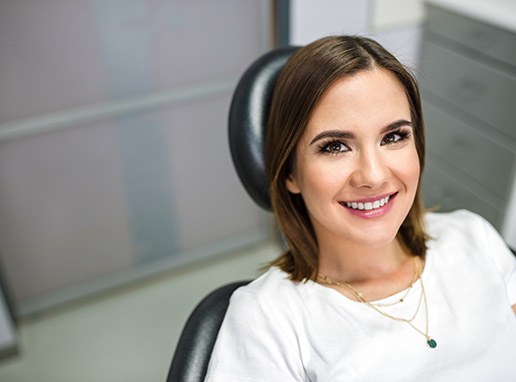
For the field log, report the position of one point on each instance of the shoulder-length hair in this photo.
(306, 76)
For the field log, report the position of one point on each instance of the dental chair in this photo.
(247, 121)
★ ★ ★ ★ ★
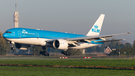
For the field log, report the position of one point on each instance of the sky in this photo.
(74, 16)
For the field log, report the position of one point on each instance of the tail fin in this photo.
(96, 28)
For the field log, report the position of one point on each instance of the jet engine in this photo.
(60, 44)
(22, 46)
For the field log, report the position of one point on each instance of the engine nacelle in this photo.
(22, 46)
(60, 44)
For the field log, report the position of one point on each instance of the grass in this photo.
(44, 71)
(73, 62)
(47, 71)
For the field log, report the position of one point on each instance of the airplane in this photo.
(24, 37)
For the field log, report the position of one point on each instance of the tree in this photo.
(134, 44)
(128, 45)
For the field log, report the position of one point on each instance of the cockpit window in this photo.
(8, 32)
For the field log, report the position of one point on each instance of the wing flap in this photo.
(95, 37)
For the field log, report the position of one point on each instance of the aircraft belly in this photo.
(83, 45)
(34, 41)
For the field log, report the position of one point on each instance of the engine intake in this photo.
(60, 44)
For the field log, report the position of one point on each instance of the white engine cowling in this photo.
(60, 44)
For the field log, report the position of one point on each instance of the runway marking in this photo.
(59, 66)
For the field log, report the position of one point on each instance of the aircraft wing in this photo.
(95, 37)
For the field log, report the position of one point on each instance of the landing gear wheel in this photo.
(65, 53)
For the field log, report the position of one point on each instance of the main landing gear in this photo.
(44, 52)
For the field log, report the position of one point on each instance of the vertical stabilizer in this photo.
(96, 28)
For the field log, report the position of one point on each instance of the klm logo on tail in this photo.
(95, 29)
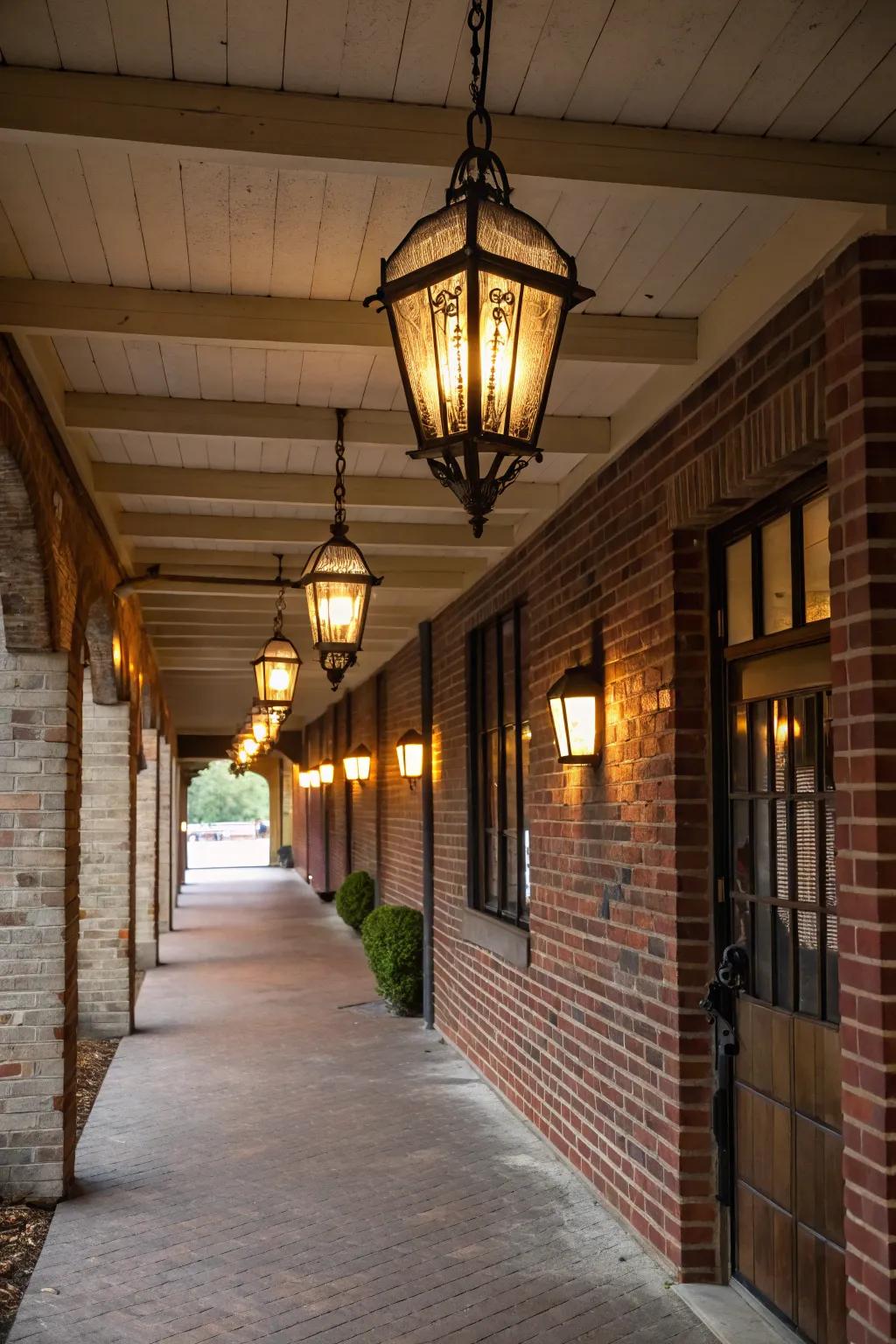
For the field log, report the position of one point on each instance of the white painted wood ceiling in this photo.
★ ★ ★ ★ ★
**WORK TO DO:**
Begin at the line of the listing that contains "wheel in this photo." and stop after the line that contains "ceiling in this photo.". Write out every line in that span again, shifting each point coordinate by 118 and omitting the pictures.

**SOLUTION FOR THIS PROBLEM:**
For the field log, report the position of one point on each instance of the landing gear wheel in this photo.
(183, 171)
For the field log, report the position of one point on each instance of the main landing gear in this photo.
(162, 170)
For the field log, report the position of one point on each instance of the vertical stabilizer in this photo.
(214, 146)
For the field log, report the position of one point on each instance of the klm logo on tail in this photo.
(213, 147)
For the field log, report the position of one point on each instance of the white painted wood ceiling in this photo.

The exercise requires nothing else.